#### [Supplied passage]
◇ ◇ ◇ ◇ ◇

Now all those characters are remembering and the protagonist, Anders, is freaking out, because he’s starting to remember, despite efforts not to remember, what happens when you’re dusted, and what this is all about. The others are coming, the trap is closing, and then, ‘lo, here’s a new fucking group running toward him from the opposite direction.

The muses gave no warning about them. In a panic, I wonder, who are they? What’s Anders going to do now? He was trying to ditch Jazmine and Petty because he remembers with growing certainty that remembering in one person is reinforced in another — memories beget memories — and that’s not good for here and now.

Pooh-poohing my worries, the muses wave their dainty fingers, dismissing my concerns. “We’re stopping for today,” they inform me. I picture them nibbling chocolate truffles. “We’ll pick up here tomorrow.”

It feels like, you know, I watched Avengers: Endgame, and here I am, waiting to see what happens. It feels like I’m watching Game of Thrones, waiting to be see the next death, the next twist.

Cliffhangers. Fun to watch, harder to write when the muses are guiding you on an organic writing trip.

Good day of writing like crazy in one sense, cause, hey, progress. We cheer progress. Mystifying day in another sense because of the questions created by this cliffhanger and the writer’s angst that it enjoins.

What happens next? Well, I go home to wait and see.

Wobble Like Crazy

I’m back in the writing space following some unpleasant medical issues. In the last three days, I’ve averaged two thousand words each. It’s delicious to feel like I’m moving forward, no matter how word counts fall upon the writing spectrum in regards to their importance. I didn’t plan any word counts but they’re proof of something happening, a minor validation that I’ve been doing more than daydreaming.

◇ ◇ ◇ ◇ ◇

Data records
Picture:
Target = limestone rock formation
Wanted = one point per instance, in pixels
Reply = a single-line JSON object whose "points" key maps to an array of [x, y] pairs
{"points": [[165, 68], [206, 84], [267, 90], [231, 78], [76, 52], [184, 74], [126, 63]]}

◇ ◇ ◇ ◇ ◇

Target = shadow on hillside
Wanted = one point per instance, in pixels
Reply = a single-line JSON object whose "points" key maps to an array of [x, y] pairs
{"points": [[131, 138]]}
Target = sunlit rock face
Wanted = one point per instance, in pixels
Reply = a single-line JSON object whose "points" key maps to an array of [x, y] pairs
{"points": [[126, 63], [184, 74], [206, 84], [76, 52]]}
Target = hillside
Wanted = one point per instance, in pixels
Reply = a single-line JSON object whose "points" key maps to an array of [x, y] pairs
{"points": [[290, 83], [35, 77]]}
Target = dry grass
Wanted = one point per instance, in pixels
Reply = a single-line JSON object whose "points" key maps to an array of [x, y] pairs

◇ ◇ ◇ ◇ ◇

#### [What you have to do]
According to the passage, how many words did the writer average each day over the last three days? The records are material separate from the passage.

#### [Task response]
Two thousand words each day.